Point-per-instance localization data:
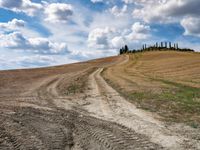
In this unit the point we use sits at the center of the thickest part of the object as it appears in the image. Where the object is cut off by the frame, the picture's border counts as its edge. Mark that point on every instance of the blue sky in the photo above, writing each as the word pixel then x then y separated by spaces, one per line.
pixel 35 33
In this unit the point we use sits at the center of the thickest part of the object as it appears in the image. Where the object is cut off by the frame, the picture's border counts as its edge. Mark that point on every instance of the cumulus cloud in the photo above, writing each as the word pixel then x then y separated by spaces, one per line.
pixel 96 1
pixel 110 38
pixel 139 31
pixel 58 12
pixel 191 26
pixel 99 37
pixel 118 41
pixel 118 12
pixel 26 6
pixel 12 25
pixel 167 10
pixel 16 40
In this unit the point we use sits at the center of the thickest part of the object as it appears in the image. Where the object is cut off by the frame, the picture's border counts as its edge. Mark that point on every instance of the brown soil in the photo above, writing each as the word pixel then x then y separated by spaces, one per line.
pixel 71 107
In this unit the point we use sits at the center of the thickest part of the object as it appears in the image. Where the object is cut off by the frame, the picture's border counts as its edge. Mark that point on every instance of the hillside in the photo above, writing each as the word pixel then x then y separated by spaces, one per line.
pixel 165 82
pixel 91 105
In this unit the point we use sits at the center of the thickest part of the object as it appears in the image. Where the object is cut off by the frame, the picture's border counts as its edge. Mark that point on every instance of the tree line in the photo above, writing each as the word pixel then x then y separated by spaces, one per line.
pixel 163 46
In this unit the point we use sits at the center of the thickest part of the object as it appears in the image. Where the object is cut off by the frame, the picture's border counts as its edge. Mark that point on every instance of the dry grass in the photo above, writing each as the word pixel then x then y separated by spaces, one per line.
pixel 164 82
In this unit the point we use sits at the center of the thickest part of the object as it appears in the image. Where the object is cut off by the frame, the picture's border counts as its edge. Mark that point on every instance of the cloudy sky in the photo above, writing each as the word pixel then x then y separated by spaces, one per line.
pixel 37 33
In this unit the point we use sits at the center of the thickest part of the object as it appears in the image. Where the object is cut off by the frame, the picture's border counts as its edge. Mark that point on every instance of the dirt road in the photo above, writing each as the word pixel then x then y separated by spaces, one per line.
pixel 75 109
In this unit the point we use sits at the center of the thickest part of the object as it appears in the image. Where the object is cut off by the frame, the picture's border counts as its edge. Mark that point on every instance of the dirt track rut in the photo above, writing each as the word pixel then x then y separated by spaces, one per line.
pixel 43 116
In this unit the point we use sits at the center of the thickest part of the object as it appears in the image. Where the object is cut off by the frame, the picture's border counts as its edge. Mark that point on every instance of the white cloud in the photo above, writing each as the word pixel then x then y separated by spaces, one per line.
pixel 16 40
pixel 26 6
pixel 116 11
pixel 118 41
pixel 167 10
pixel 191 26
pixel 12 25
pixel 96 1
pixel 58 12
pixel 99 37
pixel 139 31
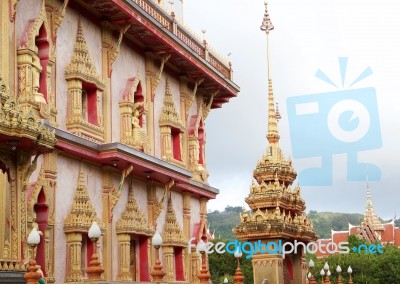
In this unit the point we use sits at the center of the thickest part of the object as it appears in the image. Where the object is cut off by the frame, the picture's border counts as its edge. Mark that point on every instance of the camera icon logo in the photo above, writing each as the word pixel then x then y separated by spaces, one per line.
pixel 341 122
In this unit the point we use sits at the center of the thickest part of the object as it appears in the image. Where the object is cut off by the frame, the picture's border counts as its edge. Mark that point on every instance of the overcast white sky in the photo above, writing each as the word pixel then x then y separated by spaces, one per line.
pixel 309 35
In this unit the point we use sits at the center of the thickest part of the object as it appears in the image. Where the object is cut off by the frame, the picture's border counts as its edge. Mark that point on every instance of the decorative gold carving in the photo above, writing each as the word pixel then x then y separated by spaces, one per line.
pixel 81 66
pixel 155 77
pixel 189 97
pixel 82 70
pixel 132 134
pixel 13 9
pixel 27 168
pixel 56 14
pixel 169 115
pixel 110 45
pixel 19 123
pixel 169 118
pixel 207 106
pixel 199 172
pixel 172 233
pixel 82 213
pixel 133 220
pixel 116 192
pixel 30 68
pixel 124 257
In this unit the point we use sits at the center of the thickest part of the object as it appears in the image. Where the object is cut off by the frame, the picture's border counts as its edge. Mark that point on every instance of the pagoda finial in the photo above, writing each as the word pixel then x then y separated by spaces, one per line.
pixel 273 134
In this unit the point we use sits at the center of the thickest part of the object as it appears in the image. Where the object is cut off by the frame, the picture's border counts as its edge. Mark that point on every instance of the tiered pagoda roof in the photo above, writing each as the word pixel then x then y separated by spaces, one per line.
pixel 277 209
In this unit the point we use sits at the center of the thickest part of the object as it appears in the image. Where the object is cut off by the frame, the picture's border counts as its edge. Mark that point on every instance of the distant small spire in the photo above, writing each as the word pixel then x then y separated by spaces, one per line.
pixel 273 133
pixel 277 113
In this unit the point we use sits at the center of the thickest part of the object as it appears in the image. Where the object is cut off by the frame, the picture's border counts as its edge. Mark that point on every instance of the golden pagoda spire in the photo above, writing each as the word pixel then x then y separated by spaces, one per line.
pixel 370 217
pixel 273 133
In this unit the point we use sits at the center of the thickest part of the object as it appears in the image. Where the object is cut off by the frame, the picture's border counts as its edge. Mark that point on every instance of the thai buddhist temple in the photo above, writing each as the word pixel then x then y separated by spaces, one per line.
pixel 277 209
pixel 103 106
pixel 371 229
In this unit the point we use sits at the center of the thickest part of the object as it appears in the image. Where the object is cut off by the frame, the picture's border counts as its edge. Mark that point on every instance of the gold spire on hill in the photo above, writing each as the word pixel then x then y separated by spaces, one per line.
pixel 277 209
pixel 81 65
pixel 370 217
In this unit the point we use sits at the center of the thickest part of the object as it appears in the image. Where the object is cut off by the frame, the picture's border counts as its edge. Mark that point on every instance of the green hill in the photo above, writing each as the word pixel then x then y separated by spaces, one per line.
pixel 223 222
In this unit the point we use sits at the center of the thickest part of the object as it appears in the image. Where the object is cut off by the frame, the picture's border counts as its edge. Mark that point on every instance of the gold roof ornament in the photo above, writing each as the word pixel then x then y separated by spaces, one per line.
pixel 133 220
pixel 277 209
pixel 19 123
pixel 169 115
pixel 172 234
pixel 370 218
pixel 81 65
pixel 82 213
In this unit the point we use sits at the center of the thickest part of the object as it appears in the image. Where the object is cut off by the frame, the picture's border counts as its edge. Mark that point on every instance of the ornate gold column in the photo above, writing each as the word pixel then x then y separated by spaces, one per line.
pixel 124 257
pixel 106 216
pixel 203 208
pixel 50 171
pixel 75 93
pixel 194 266
pixel 107 44
pixel 150 71
pixel 151 207
pixel 166 147
pixel 184 93
pixel 186 231
pixel 5 41
pixel 73 271
pixel 169 263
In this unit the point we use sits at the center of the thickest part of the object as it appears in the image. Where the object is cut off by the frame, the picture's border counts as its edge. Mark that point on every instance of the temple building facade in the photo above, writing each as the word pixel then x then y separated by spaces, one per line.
pixel 371 229
pixel 277 210
pixel 102 119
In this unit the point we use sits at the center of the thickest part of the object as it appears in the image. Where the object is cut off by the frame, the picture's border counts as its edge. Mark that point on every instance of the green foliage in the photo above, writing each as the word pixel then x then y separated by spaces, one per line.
pixel 367 268
pixel 324 222
pixel 224 265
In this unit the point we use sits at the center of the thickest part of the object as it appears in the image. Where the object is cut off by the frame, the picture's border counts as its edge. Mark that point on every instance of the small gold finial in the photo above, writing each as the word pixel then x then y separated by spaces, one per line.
pixel 266 24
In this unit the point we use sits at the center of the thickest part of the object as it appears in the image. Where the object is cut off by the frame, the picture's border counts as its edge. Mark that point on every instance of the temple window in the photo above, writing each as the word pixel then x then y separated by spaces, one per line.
pixel 35 65
pixel 197 142
pixel 176 143
pixel 133 116
pixel 43 49
pixel 133 232
pixel 179 272
pixel 41 210
pixel 84 96
pixel 89 103
pixel 87 250
pixel 171 128
pixel 5 215
pixel 201 139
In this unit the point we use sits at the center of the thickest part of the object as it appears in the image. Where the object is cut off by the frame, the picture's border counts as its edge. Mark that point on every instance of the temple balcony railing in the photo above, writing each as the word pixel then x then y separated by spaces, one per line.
pixel 12 265
pixel 183 34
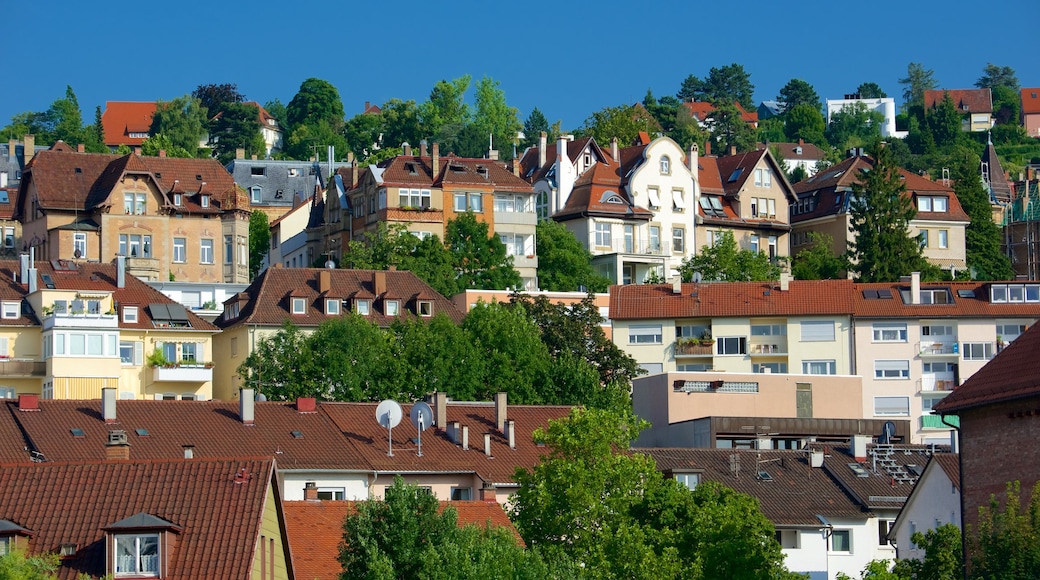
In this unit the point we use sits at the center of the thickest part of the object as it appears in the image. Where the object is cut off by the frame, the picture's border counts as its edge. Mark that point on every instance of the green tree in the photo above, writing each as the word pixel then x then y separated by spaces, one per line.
pixel 725 262
pixel 182 121
pixel 479 259
pixel 564 265
pixel 882 249
pixel 722 85
pixel 796 93
pixel 259 240
pixel 817 260
pixel 918 80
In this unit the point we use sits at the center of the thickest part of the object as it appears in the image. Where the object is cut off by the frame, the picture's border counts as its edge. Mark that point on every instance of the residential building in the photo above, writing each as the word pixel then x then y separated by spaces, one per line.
pixel 998 424
pixel 309 296
pixel 824 205
pixel 934 501
pixel 975 105
pixel 884 105
pixel 173 218
pixel 749 195
pixel 132 518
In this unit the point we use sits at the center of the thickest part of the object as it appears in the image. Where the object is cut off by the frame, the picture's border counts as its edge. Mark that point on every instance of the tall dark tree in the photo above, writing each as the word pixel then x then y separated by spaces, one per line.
pixel 882 248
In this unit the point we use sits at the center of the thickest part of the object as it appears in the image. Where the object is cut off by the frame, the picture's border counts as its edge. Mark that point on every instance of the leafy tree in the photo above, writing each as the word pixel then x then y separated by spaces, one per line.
pixel 479 259
pixel 880 216
pixel 722 85
pixel 993 76
pixel 817 261
pixel 182 122
pixel 564 265
pixel 871 90
pixel 316 101
pixel 796 93
pixel 725 262
pixel 918 80
pixel 805 122
pixel 259 240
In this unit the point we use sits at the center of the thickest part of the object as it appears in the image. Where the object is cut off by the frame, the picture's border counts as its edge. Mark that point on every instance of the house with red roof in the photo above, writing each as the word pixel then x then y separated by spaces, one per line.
pixel 823 206
pixel 183 519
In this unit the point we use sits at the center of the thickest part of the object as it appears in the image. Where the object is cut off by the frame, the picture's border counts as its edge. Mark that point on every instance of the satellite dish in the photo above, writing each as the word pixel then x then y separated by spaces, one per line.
pixel 388 414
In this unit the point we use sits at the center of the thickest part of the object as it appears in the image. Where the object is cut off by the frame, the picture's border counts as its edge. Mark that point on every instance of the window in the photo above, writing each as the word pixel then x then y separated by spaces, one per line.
pixel 978 350
pixel 678 240
pixel 841 541
pixel 898 406
pixel 180 249
pixel 645 334
pixel 819 367
pixel 889 332
pixel 731 345
pixel 891 369
pixel 137 555
pixel 206 251
pixel 817 331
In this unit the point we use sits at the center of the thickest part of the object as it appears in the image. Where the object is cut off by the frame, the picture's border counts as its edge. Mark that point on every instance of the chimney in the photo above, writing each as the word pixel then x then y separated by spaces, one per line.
pixel 500 409
pixel 488 493
pixel 108 404
pixel 117 447
pixel 380 283
pixel 245 404
pixel 441 409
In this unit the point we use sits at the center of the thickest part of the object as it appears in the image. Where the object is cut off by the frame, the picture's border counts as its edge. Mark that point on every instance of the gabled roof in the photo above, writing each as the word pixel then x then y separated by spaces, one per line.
pixel 267 304
pixel 213 427
pixel 315 531
pixel 123 117
pixel 970 100
pixel 717 299
pixel 1011 375
pixel 793 496
pixel 73 502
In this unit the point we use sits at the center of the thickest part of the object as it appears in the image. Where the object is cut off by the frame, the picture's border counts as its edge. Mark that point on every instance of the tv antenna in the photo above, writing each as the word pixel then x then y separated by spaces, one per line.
pixel 421 417
pixel 388 415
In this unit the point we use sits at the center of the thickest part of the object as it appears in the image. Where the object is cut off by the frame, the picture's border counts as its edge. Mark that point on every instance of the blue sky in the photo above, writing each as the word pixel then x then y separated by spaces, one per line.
pixel 566 58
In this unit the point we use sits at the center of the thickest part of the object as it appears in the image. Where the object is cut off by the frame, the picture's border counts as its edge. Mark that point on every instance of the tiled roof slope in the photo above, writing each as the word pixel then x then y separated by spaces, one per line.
pixel 1012 374
pixel 72 502
pixel 634 301
pixel 970 100
pixel 213 427
pixel 962 306
pixel 268 294
pixel 439 453
pixel 794 497
pixel 315 531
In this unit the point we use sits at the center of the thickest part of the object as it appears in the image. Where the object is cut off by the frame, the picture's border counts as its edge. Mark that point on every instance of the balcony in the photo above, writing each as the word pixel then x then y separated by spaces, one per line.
pixel 183 373
pixel 22 367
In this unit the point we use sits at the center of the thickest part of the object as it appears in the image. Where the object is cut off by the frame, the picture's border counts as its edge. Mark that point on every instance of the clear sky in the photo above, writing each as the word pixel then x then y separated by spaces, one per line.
pixel 566 58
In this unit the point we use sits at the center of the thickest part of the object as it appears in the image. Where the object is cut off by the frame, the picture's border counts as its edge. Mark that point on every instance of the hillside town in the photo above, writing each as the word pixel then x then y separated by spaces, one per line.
pixel 698 335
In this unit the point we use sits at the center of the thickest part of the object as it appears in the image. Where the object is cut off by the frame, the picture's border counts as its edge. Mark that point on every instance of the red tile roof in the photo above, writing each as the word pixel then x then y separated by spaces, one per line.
pixel 218 519
pixel 635 301
pixel 123 117
pixel 315 530
pixel 970 100
pixel 1012 374
pixel 268 304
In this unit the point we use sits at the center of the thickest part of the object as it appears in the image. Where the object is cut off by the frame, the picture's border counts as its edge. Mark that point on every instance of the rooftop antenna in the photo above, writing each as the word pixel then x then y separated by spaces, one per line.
pixel 388 414
pixel 421 417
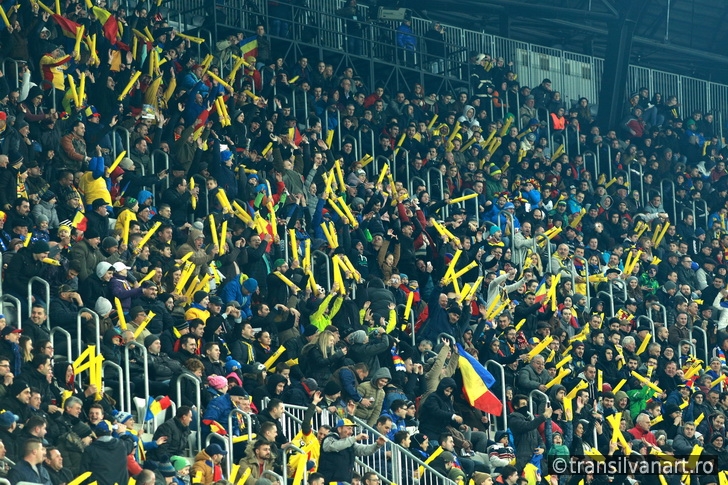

• Work request:
Omit the pictures and retype exactly the lines from the one containing "of the clear" through the end of the entries above.

• Finished task:
In this unit the point we use sits at the center of the thickest part of the object as it appears in the image. Where the object is cut off by the frame, the picture's border counts as its edge. Mark that point on every instance of the clear sky in the photo above, writing each as the word pixel then x then y separated by spaces, one per line.
pixel 566 58
In this unit the point we use sits at the center of the thickest part of the object as it appears in the image. Where the object is cut off by the frame, the picture's border counts as its edge. Mark that point on every instance of the hillside town in the photo above, writing each as the word pixel then x then y separated by spaces, one per line.
pixel 698 335
In this unit the point we use sits at the center of the thickest part of the object as it appears in the image. Where the object is cut off by the frame, the picture's border counts as its edge. Mark that point on every instance of the red tile roof in the photo above, writing each as the word pixel then x then y separated by spaces, one per line.
pixel 218 519
pixel 635 301
pixel 123 117
pixel 315 530
pixel 970 100
pixel 1012 374
pixel 268 304
In this unit the point we use sits at the center of the thickest part of the object as it appears in the image. Where the object is cut off by the frame, the picture's border counts as its edge. Mark that point on every instance of the rooftop antenna in the photo above, writing each as the word pixel then x then y separated by spaces, one per line.
pixel 388 414
pixel 421 417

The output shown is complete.